● Bloque de texto
◇ ◇ ◇ ◇

En la primavera del 217 a.C. Aníbal de Cartago estaba ganando todas sus batallas. Roma asistía atónita a una forma de hacer la guerra en la que todo parecía confluir en el exterminio. Las dos potencias mediterráneas habían decidido no convivir. Y por eso mismo habían planteado una situación en la que la supervivencia de una significaba necesariamente la desaparición de la otra. Roma no salía de su asombro frente al genio militar de su adversario, que sin embargo estaba condenado a su propia destrucción. Era cuestión de esperar con suficiente paciencia el agotamiento de todos los recursos de los que disponía. Fueron muchos años, y hacía tiempo se habían muerto los elefantes y consumido cada una de sus ventajas. Roma luchaba en su territorio, mientras que Aníbal era un invasor. El declive comenzó con el exceso de audacia. Una estrategia arriesgada y prodigiosa le hizo atravesar las marismas del valle del río Arno. Solo le queda un elefante, Sirio, sobre el que va montado. Sin embargo no logra sortear el peligro que viene sobre las alas de un insecto que le infecta un ojo y le hace perder la visión. Mal presagio. Pero sigue ganando. De hecho su victoria más contundente la obtiene en el campo de batalla de Trasimeno. Pero allí mismo se le presenta el daimon de la política para confundirlo y llevarlo a la cita con su propia catástrofe. Decide no invadir Roma. Prefiere esperar una rendición unilateral que nunca llegó. Marhabal, el hiparca púnico, le escribió lo que fue su sentencia: “Sabes vencer, Anibal, pero no sabes aprovechar la victoria”.

Roma reacciona ante el desafío. Designan un dictador provisional para el ejército. Quinto Favio Maximo recibe todo el poder y por un lapso de seis meses va a ejercerlo con el único objetivo de exterminar a Aníbal. Pero no le presenta batalla. Contrasta el poder romano con las dificultades logísticas del ejército invasor y decide un curso de acción que será conocido como la estrategia faviana: “hostiga a tu enemigo. Cuando envíe avanzadas en busca de comida, mátalos. Si alguien les ofrece refugio en una ciudad pequeña, quémala”. Aníbal no puede ganar. Primero va a morir exhausto. Primero su ejército se va a agotar entre el hambre y el cansancio. El dictador romano le quitó al cartaginés lo único que podía hacerlo ganar. Le negó las batallas y la guerra cambió definitivamente su curso.

◇ ◇ ◇ ◇

● Registros aportados
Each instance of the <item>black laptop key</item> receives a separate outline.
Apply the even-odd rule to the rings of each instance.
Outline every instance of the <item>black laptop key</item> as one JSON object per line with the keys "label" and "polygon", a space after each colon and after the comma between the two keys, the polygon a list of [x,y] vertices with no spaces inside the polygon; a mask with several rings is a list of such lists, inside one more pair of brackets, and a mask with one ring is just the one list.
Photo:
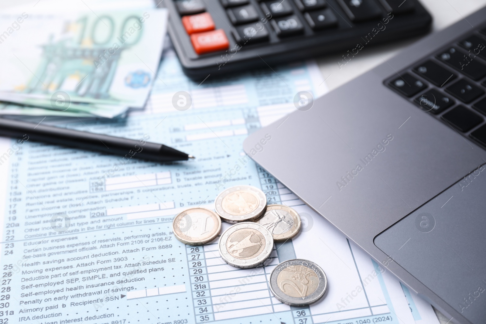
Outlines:
{"label": "black laptop key", "polygon": [[442,118],[461,132],[468,132],[483,121],[483,118],[464,106],[457,106],[442,115]]}
{"label": "black laptop key", "polygon": [[181,16],[199,14],[206,10],[202,0],[178,0],[175,5]]}
{"label": "black laptop key", "polygon": [[395,15],[408,14],[415,10],[415,4],[412,0],[385,0]]}
{"label": "black laptop key", "polygon": [[486,59],[486,39],[476,35],[471,35],[459,42],[459,44],[471,53],[472,57],[478,55],[483,59]]}
{"label": "black laptop key", "polygon": [[228,7],[236,7],[246,4],[249,0],[221,0],[221,4],[225,8]]}
{"label": "black laptop key", "polygon": [[295,15],[276,18],[270,21],[278,37],[292,36],[302,34],[304,31],[304,25]]}
{"label": "black laptop key", "polygon": [[325,8],[327,5],[326,0],[294,0],[301,11],[308,11]]}
{"label": "black laptop key", "polygon": [[306,20],[314,30],[325,29],[337,26],[337,18],[330,9],[316,10],[304,14]]}
{"label": "black laptop key", "polygon": [[404,73],[388,84],[407,97],[412,97],[427,87],[424,83],[408,73]]}
{"label": "black laptop key", "polygon": [[454,104],[454,101],[435,89],[429,90],[415,98],[415,102],[424,111],[438,114]]}
{"label": "black laptop key", "polygon": [[483,125],[476,129],[469,136],[486,146],[486,125]]}
{"label": "black laptop key", "polygon": [[437,58],[473,80],[479,80],[486,75],[486,66],[455,48],[451,47],[437,55]]}
{"label": "black laptop key", "polygon": [[472,105],[472,107],[483,113],[483,115],[486,115],[486,98],[484,98],[474,103]]}
{"label": "black laptop key", "polygon": [[339,3],[353,21],[364,21],[382,16],[382,10],[375,0],[340,0]]}
{"label": "black laptop key", "polygon": [[258,13],[251,4],[231,8],[226,10],[226,13],[233,25],[245,24],[258,19]]}
{"label": "black laptop key", "polygon": [[266,1],[261,3],[261,10],[263,14],[268,16],[270,14],[273,17],[281,17],[282,16],[290,15],[294,12],[292,6],[289,3],[290,0],[275,0]]}
{"label": "black laptop key", "polygon": [[446,91],[466,103],[470,102],[485,93],[482,89],[465,79],[449,85],[446,88]]}
{"label": "black laptop key", "polygon": [[268,40],[268,25],[260,22],[254,22],[236,27],[235,38],[242,45],[246,43],[253,44]]}
{"label": "black laptop key", "polygon": [[442,86],[457,76],[432,61],[427,61],[414,68],[414,71],[437,86]]}

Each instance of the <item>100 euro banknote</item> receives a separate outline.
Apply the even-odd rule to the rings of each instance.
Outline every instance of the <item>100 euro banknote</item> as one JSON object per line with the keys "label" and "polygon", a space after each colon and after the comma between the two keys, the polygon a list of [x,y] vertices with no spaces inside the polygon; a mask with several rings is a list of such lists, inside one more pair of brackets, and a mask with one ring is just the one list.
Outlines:
{"label": "100 euro banknote", "polygon": [[0,100],[50,109],[62,91],[73,104],[142,107],[166,23],[160,9],[0,16]]}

◇ ◇ ◇ ◇

● Qué se pide
Responde según el texto sobre Aníbal:
1. ¿Cómo se llamaba el único elefante que le quedaba a Aníbal al atravesar las marismas del valle del río Arno?
2. ¿En qué campo de batalla obtuvo Aníbal su victoria más contundente?
3. ¿Durante cuánto tiempo iba a ejercer todo el poder el dictador provisional designado por Roma?
Los registros no guardan relación con el texto.

● Respuesta esperada
1. Sirio.
2. En el campo de batalla de Trasimeno.
3. Durante un lapso de seis meses.